■ EXCERPT ■
Current Controversies in Experimental Philosophy

Full Title: Current Controversies in Experimental Philosophy
Author / Editor: Edouard Machery (Editor)
Publisher: Routledge, 2014

 

Review © Metapsychology Vol. 19, No. 30
Reviewer: Christophe Al-Saleh

The series “Current Controversies in Philosophy”, harbored by Routledge, is no doubt well known by students and scholars working in the field of philosophy.

The idea is quite simple. The volume is divided into sections. Each section related to an hot topic in the field covered by the volume (among the already published volumes in the series: philosophy of mind, epistemology, metaphysics, political philosophy, virtue ethics, and experimental philosophy). Inside each section, one will find two papers, with different and contradicting opinions and theses about this topic.

The result is generally a lively, thorough, knowledgeable, and updated presentation of the state of the art. Necessarily, it is more aimed at scholars or advanced students. For the purpose is not to provide an introductory book, but rather to point to what is really hot in a field of research.

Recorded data

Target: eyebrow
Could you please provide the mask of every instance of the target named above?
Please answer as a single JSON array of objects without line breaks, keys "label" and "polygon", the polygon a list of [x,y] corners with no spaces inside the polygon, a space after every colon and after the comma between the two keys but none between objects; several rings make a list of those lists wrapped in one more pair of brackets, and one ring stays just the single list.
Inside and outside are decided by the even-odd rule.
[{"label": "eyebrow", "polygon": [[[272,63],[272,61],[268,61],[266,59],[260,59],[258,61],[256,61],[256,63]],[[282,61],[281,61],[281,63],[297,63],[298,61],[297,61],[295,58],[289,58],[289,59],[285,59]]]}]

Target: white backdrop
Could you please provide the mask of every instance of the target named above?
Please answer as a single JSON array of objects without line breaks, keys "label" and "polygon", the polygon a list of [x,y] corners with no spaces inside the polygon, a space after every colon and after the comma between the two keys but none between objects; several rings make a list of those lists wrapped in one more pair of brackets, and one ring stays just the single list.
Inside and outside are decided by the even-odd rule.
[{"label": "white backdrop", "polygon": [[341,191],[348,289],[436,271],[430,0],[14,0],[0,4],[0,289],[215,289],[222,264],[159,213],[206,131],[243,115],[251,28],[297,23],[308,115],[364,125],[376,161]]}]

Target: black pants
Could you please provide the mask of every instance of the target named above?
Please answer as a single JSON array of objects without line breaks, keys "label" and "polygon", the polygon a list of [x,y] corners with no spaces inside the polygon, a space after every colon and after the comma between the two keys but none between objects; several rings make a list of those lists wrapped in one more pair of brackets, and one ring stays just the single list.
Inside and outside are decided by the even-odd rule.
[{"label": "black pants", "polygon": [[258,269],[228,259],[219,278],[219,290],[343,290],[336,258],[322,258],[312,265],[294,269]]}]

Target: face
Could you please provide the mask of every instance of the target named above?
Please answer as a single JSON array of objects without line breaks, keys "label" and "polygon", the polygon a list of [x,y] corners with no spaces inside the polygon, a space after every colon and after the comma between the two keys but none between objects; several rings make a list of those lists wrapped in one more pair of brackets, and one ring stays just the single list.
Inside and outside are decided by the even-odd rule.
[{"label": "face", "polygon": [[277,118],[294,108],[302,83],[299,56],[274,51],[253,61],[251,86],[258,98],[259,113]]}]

■ THINGS TO DO ■
1/ In the listing, from the line containing "Target: black pants" through the end, swap every "even-odd rule" for "nonzero winding rule" and reproduce those lines with nothing else altered.
2/ Carry the review of the experimental philosophy volume forward from its final sentence.
The review and the listing come from unrelated sources.

■ ANSWER LIST ■
1/
Target: black pants
Could you please provide the mask of every instance of the target named above?
Please answer as a single JSON array of objects without line breaks, keys "label" and "polygon", the polygon a list of [x,y] corners with no spaces inside the polygon, a space after every colon and after the comma between the two keys but none between objects; several rings make a list of those lists wrapped in one more pair of brackets, and one ring stays just the single list.
Inside and outside are decided by the nonzero winding rule.
[{"label": "black pants", "polygon": [[258,269],[228,259],[219,278],[219,290],[343,290],[336,258],[322,258],[312,265],[294,269]]}]

Target: face
Could you please provide the mask of every instance of the target named above?
Please answer as a single JSON array of objects without line breaks, keys "label" and "polygon", the polygon a list of [x,y] corners with no spaces inside the polygon, a space after every colon and after the comma between the two keys but none between objects; several rings make a list of those lists wrapped in one more pair of brackets, and one ring stays just the single list.
Inside and outside are decided by the nonzero winding rule.
[{"label": "face", "polygon": [[277,118],[294,108],[302,83],[299,56],[274,51],[253,61],[251,86],[258,98],[259,113]]}]

2/
The volume on Experimental Philosophy, edited by Edouard Machery and Elizabeth O’Neill fully meets the requirements and expectations of this series. As said earlier, this series does not provide introductory books. If the reader is not already familiar with the field of experimental philosophy, she should read the two volumes of Experimental Philosophy, edited by Joshua Knobe and Shaun Nichols (Oxford University Press, 2008 for the first volume, and 2014 for the second volume), or Joshua Alexander’s introduction (Alexander 2012). There are introductions in languages other than english too (for introductions in french, see Cova 2011, Cova & al. 2012, for an introduction in german, see Grundmann & al. 2014)

After an introduction where Machery and O’Neill argue that X-phi (experimental philosophy) should benefit to traditional philosophers, metaphilosophers, and philosophers involved in a naturalistic methodology (i.e. the idea that philosophy should proceed accordingly with the methods of natural sciences), the book divides into four parts: 1) Language ; 2) Consciousness ; 3) Free Will and Responsibility ; 4) Epistemology and the Reliability of Intuitions.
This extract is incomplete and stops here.